Short problem - Reproduce all of the material below, swapping every "annotate" for "mark" and leaving everything else as it is. Omit the pictures from your answer.

The records -
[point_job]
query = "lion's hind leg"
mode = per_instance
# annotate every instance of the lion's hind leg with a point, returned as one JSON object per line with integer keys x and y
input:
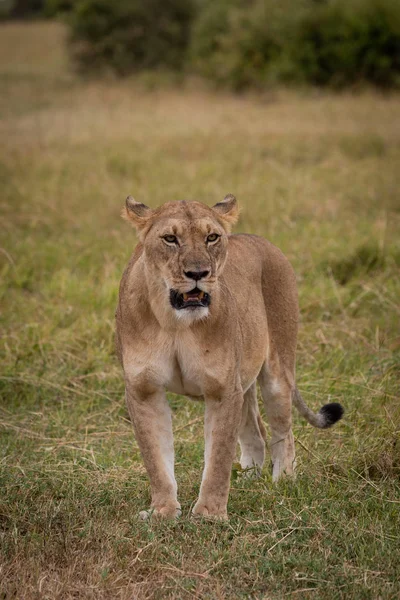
{"x": 251, "y": 434}
{"x": 276, "y": 391}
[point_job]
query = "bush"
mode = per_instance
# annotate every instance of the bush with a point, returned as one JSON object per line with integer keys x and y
{"x": 130, "y": 35}
{"x": 342, "y": 43}
{"x": 331, "y": 42}
{"x": 242, "y": 44}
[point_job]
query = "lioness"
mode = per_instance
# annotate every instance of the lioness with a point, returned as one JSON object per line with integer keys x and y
{"x": 208, "y": 314}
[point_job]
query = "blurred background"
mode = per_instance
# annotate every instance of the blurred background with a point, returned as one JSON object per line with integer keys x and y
{"x": 294, "y": 107}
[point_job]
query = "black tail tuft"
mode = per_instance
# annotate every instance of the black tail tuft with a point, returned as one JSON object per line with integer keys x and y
{"x": 331, "y": 413}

Solution to the problem -
[point_job]
query = "lion's hind leg"
mode = per_instance
# mark every instance of the lion's hind leg with a point, returned as one JSON object per line with integer keys x and y
input:
{"x": 251, "y": 434}
{"x": 276, "y": 391}
[point_job]
query = "bush"
mode = per_instance
# mark every instance of the bush with a point, returned as one JSON object per line with integer keys x and y
{"x": 130, "y": 35}
{"x": 342, "y": 43}
{"x": 331, "y": 42}
{"x": 242, "y": 44}
[point_job]
query = "lioness"
mode = per_instance
# mark every instance of the lioness with a point, returned as one JSON object per line with integer keys x and y
{"x": 208, "y": 314}
[point_job]
query = "blurred background"
mode = per_instance
# mark every instance of the blurred background with a point, returned as one JSON object per line with integer keys x and y
{"x": 294, "y": 107}
[point_job]
query = "black tail tuft"
mode = per_instance
# mark every instance of the black tail tuft with a point, returned as one JSON object per line with integer keys x and y
{"x": 331, "y": 413}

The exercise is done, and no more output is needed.